Is God FOR Us?

Lead Pastor Jim West

Easter Sunday, April 16, 2017

“Is God FOR Us?”

Luke 24:1-7; Romans 8:31-39

 

He is risen! As we gather as the church here at Colonial, I invite you to gaze upon the empty tomb with all the astonishment, mystery, and hope that it represents. The hope of every Christian, and all mankind for that matter, hinges upon the ancient testimony that Christ died, and Christ rose again on the third day. As Paul writes in 1 Corinthians 15, “If Christ be not raised, our preaching is in vain and your faith is in vain.”

 

Over the last 9 years of serving here as the Lead Pastor, I have delivered numerous messages on the empty tomb in which I explored the historical evidence regarding this most unusual and unprecedented claim that Jesus rose again from the dead. I have likely worn you out with the apologetics surrounding the eyewitness accounts, the historical reliability of the four gospels, and why history is full of those who tried to disprove the empty tomb only to become ardent believers in Jesus and the history regarding his life, death, and resurrection. Even this morning, we are providing a free copy of Lee Strobel’s “The Case for Easter” which is the story of one man’s journey from atheism to Jesus-follower based on his investigation of the evidence surrounding the empty tomb.

[Dataset entries]
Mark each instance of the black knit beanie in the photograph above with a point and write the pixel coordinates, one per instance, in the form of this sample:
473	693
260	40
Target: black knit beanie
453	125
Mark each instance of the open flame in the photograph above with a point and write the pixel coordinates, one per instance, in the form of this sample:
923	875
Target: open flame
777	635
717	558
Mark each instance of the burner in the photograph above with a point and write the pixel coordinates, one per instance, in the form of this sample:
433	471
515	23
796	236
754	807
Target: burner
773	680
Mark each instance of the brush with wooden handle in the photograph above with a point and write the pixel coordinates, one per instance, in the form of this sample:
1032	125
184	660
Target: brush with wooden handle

WHAT YOU WILL DO:
(a) Rewrite the dataset entries from the line that has "Mark each instance of the burner" through the last of the entries, changing "wooden handle" to "bamboo handle" and keeping everything else the same.
(b) Carry on the Easter sermon about the empty tomb from the point where it stops.

TASK-BY-TASK OUTPUTS:
(a)
Mark each instance of the burner in the photograph above with a point and write the pixel coordinates, one per instance, in the form of this sample:
433	471
515	23
796	236
754	807
Target: burner
773	680
Mark each instance of the brush with bamboo handle in the photograph above with a point and write the pixel coordinates, one per instance, in the form of this sample:
1032	125
184	660
Target: brush with bamboo handle

(b)
 

I am passionate about the subject, no doubt; but, this morning I would like to lead us to consider not so much what happened, or why we can have great confidence that it did happen, but rather what does the resurrection of Christ mean for those who believe? What has been accomplished as a result of the cross and the empty tomb? The question is too large for the mere 30 minutes I have been allowed in this service, so we will focus upon a more specific question: Have we any reason to believe that God is for us?

 

Our text will begin with the gospel witness of the resurrection in Luke 24:1-7 and then we shall look to the writings of the Apostle Paul in his letter to the Romans, chapter 8:31-39. Please stand for the reading of God’s Word.

 

Should you ever wish to explore the most penetrating, hopeful, and theologically rich chapter of the entire Bible, you may wish to meditate upon the 8th chapter of Romans. It is one of my favorite chapters, one that I can read again and again without ever feeling that I have mastered its contents. We shall look only to the last nine verses, but how convenient for our sakes this morning that Paul should write in vs. 31, “What then shall we say to these things?” That is, indeed, the question of the day. What then shall we say to these things that have been declared in the Gospels…what then shall we conclude given the cross and the empty tomb? The angels beg the question when they say to grieving women, “Why do you seek the living among the dead? He is not here, but has risen. Remember how he told you…that the Son of Man must be delivered into the hands of sinful men and be crucified and on the third day, rise!” But why? To what end?

 

Paul will answer that question here at the end of Romans 8. Look to what he says first in vs. 31, “If God is for us, who can be against us?” Friends, do you know that God is for you?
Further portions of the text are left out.